## Task to complete
Look below for the line containing "Confirm that each instance of the hiker". Output it and each remaining line of the entries exactly, and nothing else.

## Provided data
-- BEGIN --
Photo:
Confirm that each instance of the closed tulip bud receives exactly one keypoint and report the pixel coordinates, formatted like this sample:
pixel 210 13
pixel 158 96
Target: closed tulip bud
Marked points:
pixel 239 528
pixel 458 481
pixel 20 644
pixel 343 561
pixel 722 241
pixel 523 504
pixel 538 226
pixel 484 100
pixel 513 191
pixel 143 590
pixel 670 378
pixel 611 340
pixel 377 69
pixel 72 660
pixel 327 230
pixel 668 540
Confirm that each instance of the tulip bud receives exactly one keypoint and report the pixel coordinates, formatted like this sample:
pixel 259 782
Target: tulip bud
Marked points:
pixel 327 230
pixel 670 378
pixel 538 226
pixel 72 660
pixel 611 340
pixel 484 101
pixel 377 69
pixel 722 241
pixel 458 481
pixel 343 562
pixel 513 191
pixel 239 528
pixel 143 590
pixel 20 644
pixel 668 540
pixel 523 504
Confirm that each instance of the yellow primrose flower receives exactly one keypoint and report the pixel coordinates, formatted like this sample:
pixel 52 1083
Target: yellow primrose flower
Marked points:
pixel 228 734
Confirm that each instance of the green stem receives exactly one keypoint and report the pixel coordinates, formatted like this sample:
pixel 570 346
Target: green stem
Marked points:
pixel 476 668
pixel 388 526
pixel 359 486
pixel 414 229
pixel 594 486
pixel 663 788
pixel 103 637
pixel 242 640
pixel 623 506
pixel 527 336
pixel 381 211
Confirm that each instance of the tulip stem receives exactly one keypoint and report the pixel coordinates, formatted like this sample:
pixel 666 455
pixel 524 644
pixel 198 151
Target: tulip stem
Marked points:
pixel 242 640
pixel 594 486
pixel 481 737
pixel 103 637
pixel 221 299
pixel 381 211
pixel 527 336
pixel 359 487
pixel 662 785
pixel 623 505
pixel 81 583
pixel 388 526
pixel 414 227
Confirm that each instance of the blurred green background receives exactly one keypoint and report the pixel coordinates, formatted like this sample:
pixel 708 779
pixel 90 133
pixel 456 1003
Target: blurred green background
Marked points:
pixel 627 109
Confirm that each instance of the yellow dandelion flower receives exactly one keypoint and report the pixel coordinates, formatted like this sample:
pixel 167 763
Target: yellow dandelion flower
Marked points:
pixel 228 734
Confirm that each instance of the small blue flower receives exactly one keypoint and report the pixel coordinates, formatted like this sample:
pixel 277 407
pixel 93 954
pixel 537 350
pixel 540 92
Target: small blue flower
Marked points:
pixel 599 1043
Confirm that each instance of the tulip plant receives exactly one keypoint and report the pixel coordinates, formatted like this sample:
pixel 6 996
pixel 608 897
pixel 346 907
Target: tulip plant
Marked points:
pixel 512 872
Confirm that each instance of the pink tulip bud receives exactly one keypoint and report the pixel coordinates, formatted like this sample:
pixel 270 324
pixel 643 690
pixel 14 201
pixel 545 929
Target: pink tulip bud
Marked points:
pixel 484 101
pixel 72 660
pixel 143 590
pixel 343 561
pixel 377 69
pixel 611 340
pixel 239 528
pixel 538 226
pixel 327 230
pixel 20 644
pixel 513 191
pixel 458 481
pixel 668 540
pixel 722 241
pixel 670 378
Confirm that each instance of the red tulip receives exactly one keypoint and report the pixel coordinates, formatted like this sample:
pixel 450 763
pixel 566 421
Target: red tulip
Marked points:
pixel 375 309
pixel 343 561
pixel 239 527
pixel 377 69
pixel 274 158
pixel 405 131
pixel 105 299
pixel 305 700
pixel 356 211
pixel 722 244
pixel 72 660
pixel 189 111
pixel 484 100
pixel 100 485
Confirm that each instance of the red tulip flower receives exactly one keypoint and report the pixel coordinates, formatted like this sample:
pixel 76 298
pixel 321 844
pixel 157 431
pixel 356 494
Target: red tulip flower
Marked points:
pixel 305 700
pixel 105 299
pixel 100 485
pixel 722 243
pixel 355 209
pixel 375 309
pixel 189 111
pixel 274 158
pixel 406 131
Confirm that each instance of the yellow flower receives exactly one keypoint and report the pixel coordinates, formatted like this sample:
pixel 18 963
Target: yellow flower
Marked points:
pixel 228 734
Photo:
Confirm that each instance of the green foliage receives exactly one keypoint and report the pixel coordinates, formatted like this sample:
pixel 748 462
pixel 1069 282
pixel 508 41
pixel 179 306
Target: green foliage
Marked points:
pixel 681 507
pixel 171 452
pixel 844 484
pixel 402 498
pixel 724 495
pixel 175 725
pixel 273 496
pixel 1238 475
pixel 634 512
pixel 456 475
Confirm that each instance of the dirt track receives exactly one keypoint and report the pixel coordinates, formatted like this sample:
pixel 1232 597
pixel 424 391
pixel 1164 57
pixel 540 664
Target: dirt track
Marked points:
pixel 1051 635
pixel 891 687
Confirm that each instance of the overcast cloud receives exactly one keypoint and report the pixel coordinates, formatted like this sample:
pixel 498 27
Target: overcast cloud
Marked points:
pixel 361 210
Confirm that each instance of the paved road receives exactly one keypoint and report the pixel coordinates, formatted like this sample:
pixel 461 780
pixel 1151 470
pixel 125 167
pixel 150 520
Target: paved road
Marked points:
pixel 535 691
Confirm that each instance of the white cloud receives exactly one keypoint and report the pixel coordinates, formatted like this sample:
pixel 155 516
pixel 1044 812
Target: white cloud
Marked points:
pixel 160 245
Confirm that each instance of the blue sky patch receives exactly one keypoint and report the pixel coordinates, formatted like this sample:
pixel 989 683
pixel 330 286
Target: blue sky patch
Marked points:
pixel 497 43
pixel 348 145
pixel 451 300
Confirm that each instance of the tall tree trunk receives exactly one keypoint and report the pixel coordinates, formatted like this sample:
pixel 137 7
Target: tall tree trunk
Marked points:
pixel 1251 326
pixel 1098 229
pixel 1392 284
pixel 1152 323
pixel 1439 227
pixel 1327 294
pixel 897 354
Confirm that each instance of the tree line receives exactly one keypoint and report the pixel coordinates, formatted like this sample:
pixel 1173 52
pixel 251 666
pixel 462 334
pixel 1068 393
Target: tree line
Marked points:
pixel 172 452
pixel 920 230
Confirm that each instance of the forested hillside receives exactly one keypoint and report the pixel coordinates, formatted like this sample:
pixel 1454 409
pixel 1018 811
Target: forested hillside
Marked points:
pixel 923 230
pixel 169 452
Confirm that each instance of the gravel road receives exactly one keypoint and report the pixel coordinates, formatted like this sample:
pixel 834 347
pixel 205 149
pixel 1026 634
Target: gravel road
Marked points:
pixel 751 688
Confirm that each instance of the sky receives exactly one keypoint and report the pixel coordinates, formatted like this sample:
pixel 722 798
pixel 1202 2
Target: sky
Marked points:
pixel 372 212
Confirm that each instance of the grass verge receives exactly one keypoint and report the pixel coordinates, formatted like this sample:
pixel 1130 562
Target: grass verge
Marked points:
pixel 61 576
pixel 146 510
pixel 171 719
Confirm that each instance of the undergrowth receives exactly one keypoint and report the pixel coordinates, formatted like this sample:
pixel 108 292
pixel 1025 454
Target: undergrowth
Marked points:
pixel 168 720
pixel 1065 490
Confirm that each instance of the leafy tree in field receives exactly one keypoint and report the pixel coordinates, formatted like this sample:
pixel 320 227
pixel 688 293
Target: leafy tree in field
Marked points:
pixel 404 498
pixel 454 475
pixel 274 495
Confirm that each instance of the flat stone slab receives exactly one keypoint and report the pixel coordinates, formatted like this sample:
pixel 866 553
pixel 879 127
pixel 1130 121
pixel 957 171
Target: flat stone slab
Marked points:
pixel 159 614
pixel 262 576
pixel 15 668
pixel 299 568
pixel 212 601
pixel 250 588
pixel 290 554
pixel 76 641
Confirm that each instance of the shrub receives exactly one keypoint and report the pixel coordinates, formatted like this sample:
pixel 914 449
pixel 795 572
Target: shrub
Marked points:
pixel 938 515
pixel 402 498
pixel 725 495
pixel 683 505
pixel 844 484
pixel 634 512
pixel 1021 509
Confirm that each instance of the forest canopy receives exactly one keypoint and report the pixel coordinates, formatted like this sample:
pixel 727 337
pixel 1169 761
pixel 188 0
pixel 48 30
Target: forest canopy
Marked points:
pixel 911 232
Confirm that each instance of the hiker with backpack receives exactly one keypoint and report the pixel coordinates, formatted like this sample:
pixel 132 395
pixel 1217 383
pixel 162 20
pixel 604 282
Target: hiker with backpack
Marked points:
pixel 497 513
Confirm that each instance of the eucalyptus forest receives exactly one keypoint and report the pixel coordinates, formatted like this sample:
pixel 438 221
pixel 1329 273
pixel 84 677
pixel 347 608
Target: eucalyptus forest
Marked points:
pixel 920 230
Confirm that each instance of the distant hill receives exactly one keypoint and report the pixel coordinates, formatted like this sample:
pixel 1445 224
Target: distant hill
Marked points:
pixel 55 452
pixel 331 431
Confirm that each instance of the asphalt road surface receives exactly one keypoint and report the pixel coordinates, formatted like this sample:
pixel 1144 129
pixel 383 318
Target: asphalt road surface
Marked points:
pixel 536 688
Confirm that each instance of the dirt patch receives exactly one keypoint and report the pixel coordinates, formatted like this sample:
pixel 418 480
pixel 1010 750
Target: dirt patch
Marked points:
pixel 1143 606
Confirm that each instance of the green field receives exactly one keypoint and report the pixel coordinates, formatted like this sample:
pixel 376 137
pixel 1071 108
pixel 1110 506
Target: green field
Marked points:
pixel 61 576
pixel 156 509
-- END --
## Full solution
Confirm that each instance of the hiker with backpack receives exactly one keypoint and report the pixel coordinates, formatted like this sample:
pixel 132 395
pixel 1217 383
pixel 162 20
pixel 604 282
Target: hiker with backpack
Marked points:
pixel 497 513
Confirm that each instance of the eucalyptus forest receives exactly one keypoint and report the pixel coordinates, formatted like this sample:
pixel 438 221
pixel 1329 273
pixel 84 677
pixel 347 608
Target: eucalyptus forest
Marked points:
pixel 920 230
Confirm that each instance of the distant hill receives exactly one keypoint and report the pixel coordinates, formatted like this sample:
pixel 1445 224
Target: distant hill
Marked points:
pixel 55 452
pixel 331 431
Confirm that each instance of the asphalt road surface receives exactly one keypoint and report the pixel coordinates, formatted like this sample:
pixel 1144 129
pixel 383 318
Target: asphalt road surface
Marked points:
pixel 536 688
Confirm that each instance of the dirt patch receives exactly one keypoint and report the pixel coordinates, formatted like this sample:
pixel 418 480
pixel 1010 750
Target: dirt patch
Marked points:
pixel 1143 606
Confirm that each instance of the green field receives exactly one keypoint and report the pixel coordinates, formatted like this sample:
pixel 376 137
pixel 1071 108
pixel 1110 506
Target: green field
Marked points:
pixel 61 576
pixel 156 509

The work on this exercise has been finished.